__Request__
Report each line of the items below that contains the string "roof", copying every such line in full.
>> begin Input rows
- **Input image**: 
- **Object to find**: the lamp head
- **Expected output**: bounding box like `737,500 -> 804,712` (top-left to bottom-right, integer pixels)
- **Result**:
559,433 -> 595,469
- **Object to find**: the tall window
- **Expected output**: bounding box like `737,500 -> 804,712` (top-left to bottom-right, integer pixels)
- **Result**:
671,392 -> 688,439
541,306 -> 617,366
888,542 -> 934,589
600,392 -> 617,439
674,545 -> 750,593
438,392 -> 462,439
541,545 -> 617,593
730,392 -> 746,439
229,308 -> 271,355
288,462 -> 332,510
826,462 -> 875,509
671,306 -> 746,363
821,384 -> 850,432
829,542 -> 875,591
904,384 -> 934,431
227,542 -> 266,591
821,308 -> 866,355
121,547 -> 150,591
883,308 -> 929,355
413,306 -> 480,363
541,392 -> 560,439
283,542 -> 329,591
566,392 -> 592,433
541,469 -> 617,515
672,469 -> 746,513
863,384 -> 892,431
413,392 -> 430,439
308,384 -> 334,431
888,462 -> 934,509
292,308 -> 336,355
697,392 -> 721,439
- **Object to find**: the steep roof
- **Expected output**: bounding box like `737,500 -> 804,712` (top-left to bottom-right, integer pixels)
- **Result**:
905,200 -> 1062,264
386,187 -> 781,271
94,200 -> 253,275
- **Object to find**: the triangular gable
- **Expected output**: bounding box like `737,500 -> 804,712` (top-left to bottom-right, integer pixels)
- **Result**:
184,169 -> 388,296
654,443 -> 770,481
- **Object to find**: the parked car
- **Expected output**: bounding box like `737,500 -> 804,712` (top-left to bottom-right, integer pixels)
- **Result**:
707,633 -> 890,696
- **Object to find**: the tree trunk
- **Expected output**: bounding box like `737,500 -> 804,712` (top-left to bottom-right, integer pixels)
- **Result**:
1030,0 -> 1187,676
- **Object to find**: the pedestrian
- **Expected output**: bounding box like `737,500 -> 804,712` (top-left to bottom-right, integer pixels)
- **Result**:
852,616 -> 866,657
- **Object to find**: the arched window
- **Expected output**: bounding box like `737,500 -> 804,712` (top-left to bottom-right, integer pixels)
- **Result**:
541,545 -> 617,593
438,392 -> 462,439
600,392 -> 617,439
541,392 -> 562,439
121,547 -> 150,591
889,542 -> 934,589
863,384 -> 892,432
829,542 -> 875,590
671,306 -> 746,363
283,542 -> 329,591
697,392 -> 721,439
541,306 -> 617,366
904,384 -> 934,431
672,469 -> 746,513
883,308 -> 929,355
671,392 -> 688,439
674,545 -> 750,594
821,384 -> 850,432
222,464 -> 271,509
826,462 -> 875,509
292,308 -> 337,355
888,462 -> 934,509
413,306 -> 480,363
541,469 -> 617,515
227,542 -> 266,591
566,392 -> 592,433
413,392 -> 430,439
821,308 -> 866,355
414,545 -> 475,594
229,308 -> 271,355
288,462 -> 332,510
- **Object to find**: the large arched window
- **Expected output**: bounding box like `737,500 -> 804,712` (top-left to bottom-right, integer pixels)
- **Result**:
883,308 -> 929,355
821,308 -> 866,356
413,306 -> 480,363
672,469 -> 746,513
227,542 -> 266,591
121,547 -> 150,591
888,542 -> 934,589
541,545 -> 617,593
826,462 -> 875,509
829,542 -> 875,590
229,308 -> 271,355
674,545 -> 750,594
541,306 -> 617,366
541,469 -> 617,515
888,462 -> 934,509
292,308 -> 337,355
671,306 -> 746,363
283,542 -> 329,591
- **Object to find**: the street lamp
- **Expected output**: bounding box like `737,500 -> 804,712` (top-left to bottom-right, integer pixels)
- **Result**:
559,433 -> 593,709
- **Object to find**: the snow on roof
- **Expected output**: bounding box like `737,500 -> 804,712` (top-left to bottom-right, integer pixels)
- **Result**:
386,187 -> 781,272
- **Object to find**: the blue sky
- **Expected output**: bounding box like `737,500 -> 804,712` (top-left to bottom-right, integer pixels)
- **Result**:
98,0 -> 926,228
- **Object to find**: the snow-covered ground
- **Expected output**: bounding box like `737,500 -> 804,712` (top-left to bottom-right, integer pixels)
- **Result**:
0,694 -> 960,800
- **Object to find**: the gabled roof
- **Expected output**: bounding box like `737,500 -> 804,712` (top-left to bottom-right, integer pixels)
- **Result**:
>> end Input rows
__Output__
- **Object to find**: the steep roof
- **Object to find**: the snow on roof
- **Object to find**: the gabled roof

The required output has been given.